Written task
Find the line that contains "Q: Find one point on every instance of the flowering". Output it and every line after it to the end of the records, exactly as they appear.

————

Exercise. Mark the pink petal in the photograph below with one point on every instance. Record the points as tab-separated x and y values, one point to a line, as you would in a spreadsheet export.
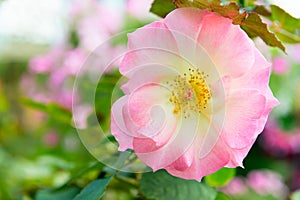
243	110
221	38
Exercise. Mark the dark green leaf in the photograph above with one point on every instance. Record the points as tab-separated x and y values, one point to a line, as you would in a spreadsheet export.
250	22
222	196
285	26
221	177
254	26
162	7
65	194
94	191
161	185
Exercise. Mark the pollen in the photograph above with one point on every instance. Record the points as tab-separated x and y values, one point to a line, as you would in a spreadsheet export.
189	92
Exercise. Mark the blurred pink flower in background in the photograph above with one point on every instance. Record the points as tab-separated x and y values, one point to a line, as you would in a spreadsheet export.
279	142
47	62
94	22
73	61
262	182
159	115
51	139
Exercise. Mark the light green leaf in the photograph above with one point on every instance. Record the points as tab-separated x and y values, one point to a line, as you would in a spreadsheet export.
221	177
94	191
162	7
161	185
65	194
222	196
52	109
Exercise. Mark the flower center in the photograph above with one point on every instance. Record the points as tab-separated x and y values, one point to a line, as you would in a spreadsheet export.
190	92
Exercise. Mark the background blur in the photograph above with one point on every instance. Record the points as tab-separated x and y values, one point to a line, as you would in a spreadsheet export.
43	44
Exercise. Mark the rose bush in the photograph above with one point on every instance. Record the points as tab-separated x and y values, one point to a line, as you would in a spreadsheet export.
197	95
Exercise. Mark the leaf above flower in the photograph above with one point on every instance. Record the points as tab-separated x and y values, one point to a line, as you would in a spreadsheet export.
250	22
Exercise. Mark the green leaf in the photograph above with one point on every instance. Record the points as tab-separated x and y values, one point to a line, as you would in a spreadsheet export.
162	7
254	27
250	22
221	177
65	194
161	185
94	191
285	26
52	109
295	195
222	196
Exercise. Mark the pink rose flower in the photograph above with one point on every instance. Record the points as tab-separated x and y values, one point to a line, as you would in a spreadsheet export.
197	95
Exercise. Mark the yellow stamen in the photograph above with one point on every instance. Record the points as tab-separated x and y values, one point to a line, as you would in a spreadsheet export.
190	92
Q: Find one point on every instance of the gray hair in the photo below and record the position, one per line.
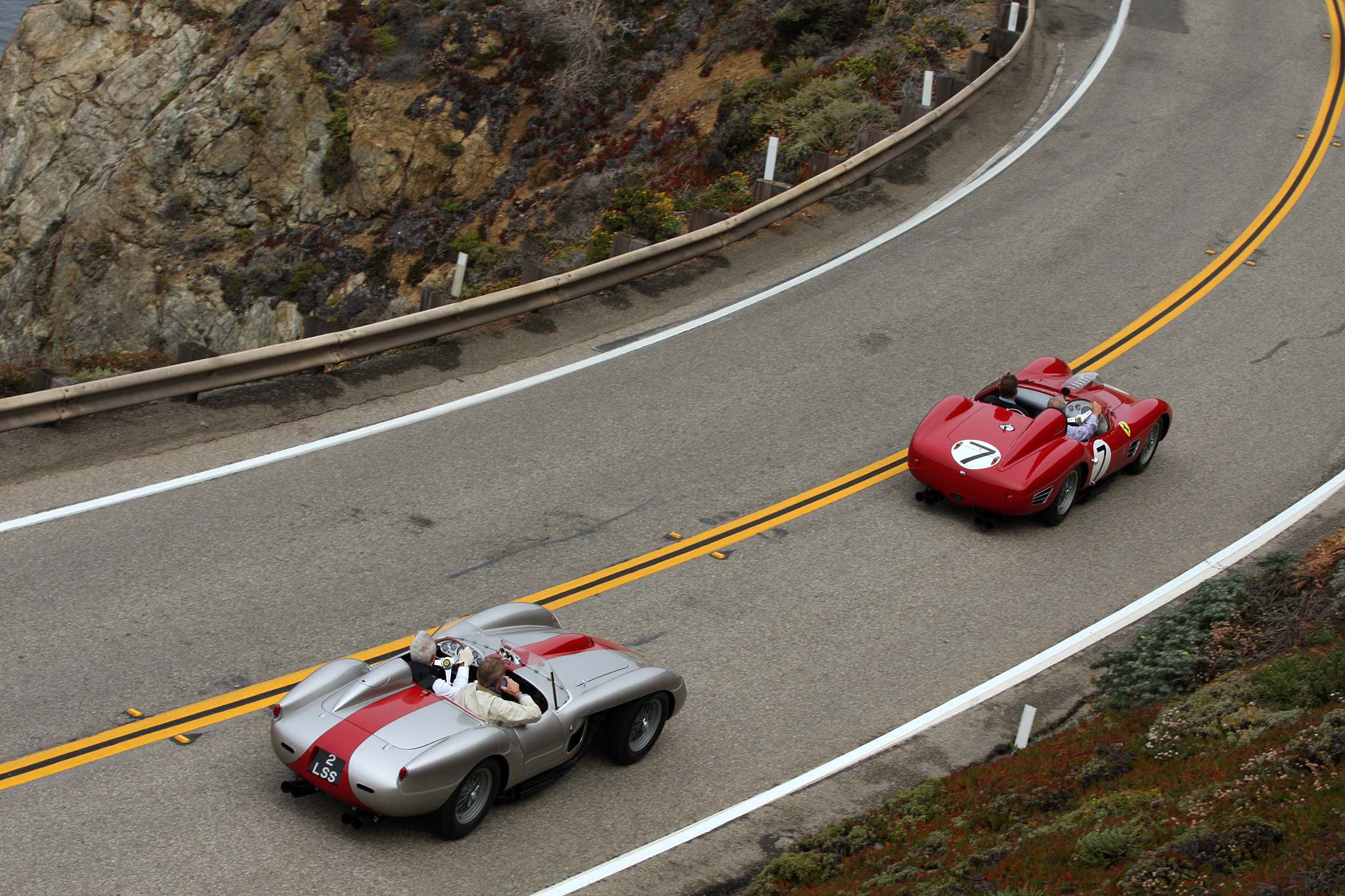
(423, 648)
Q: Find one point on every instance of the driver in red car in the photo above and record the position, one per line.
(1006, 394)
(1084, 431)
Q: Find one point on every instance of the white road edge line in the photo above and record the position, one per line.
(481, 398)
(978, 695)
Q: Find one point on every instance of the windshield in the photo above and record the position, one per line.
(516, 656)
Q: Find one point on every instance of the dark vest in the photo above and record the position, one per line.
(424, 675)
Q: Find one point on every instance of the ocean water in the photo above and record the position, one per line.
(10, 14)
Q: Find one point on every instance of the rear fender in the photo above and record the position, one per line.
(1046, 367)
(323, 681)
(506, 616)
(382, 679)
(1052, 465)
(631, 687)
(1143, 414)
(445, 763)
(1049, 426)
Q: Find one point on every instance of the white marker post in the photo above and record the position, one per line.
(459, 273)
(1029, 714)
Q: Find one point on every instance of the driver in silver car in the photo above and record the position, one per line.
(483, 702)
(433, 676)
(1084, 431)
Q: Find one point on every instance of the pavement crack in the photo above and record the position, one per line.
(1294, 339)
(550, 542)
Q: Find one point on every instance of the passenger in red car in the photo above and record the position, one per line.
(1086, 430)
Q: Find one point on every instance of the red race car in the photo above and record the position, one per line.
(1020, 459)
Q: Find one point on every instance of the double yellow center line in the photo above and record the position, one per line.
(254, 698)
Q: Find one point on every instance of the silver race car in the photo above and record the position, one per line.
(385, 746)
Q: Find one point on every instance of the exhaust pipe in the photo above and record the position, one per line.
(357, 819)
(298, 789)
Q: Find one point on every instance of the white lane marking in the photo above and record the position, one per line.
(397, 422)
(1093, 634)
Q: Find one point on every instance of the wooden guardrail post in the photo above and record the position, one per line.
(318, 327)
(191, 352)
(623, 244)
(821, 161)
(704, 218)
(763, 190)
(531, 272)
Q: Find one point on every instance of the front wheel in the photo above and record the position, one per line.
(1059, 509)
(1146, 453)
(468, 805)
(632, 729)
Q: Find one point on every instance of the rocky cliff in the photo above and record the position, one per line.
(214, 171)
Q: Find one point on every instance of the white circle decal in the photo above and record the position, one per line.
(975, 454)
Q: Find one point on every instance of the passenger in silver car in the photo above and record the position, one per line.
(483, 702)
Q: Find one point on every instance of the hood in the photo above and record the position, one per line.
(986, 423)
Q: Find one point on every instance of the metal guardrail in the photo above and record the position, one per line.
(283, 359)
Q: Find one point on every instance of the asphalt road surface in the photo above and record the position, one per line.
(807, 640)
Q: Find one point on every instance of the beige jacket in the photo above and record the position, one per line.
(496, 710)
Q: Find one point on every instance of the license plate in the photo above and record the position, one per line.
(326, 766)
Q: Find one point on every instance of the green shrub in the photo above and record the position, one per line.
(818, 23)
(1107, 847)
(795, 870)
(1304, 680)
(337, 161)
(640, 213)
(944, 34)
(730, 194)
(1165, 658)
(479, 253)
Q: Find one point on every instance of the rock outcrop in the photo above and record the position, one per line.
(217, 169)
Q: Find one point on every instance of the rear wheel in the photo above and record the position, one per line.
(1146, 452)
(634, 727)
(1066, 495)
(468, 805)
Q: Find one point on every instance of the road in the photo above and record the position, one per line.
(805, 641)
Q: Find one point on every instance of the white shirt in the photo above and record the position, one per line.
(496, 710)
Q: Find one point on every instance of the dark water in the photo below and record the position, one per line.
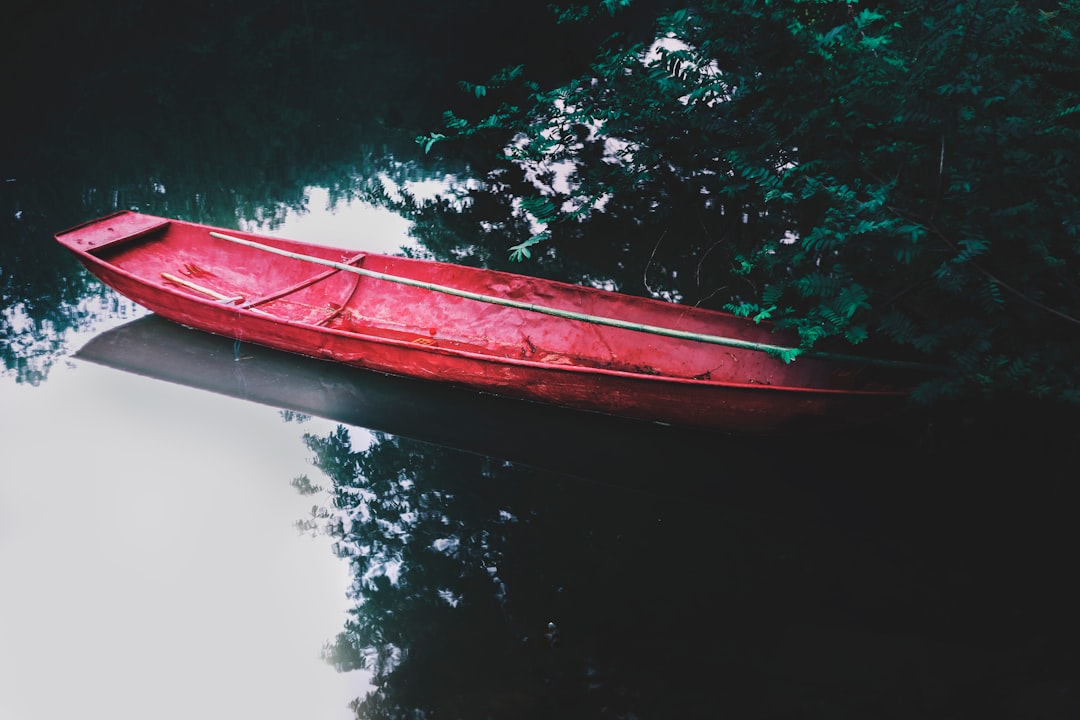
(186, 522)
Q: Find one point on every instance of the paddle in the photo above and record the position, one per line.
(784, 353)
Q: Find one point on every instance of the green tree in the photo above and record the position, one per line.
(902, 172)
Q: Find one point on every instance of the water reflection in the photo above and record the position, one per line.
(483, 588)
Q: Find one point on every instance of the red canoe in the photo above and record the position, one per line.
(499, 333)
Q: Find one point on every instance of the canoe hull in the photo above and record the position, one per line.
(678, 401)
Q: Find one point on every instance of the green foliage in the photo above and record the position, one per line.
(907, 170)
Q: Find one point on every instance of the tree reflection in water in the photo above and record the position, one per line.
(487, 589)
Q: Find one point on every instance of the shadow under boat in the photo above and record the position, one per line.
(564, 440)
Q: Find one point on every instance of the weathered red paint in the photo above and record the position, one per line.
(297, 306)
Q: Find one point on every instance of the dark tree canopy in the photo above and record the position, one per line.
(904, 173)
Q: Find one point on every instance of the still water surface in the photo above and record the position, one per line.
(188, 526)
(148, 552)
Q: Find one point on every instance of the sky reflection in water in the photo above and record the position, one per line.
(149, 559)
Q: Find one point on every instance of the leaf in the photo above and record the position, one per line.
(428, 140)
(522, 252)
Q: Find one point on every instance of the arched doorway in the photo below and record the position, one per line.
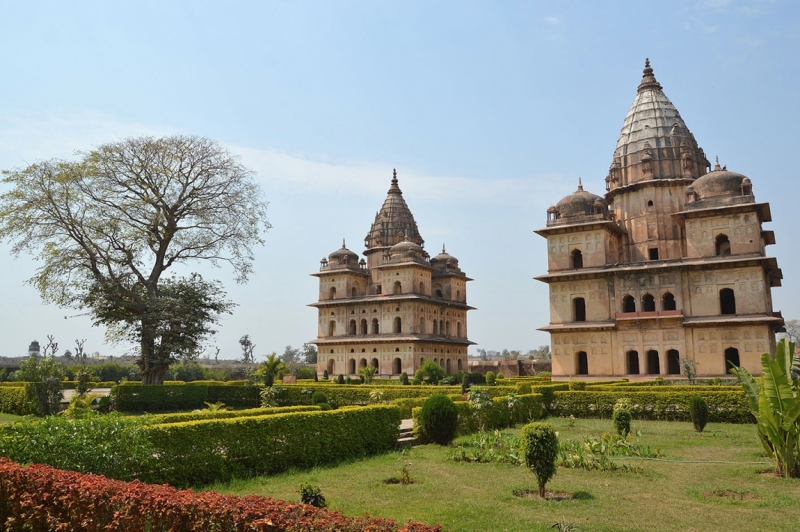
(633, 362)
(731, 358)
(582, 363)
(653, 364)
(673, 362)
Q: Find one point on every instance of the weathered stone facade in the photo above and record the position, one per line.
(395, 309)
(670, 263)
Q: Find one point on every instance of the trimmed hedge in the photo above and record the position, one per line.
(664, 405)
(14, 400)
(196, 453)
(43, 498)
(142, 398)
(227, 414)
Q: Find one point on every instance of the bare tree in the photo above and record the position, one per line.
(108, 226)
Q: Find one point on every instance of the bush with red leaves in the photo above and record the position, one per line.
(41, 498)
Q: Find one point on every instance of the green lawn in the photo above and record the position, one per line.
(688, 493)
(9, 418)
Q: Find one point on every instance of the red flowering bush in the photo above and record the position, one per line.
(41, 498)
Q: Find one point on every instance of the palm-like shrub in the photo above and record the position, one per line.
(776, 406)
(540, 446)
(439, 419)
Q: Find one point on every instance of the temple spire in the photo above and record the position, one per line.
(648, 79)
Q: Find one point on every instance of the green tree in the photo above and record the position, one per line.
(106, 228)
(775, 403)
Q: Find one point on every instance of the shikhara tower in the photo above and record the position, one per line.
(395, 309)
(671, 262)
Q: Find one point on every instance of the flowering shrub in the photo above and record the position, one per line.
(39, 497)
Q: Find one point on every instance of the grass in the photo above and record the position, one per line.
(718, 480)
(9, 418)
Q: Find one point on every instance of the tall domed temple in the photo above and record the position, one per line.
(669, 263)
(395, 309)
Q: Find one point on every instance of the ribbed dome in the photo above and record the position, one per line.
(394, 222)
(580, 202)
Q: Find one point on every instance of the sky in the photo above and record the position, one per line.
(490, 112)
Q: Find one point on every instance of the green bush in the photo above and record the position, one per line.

————

Exercise answer
Q: Find one point on every instance of the flowering shrub in the photo above and record the position, one per line.
(39, 497)
Q: Find one point on every instance of the grass in the photo above and record the position, one per line.
(718, 480)
(9, 418)
Q: Find one point on every instance of the tall domed temple in the photo above and record the position, one per line.
(669, 263)
(395, 309)
Q: Find one point on every instance of the ribbed dome in the photo above and record the position, one per line.
(394, 222)
(580, 202)
Q: Find one point on every instance of the sky in the photo above and record the position, one per line.
(490, 112)
Q: Find one point on every instance of the green bush in the photo above and record the position, one per line.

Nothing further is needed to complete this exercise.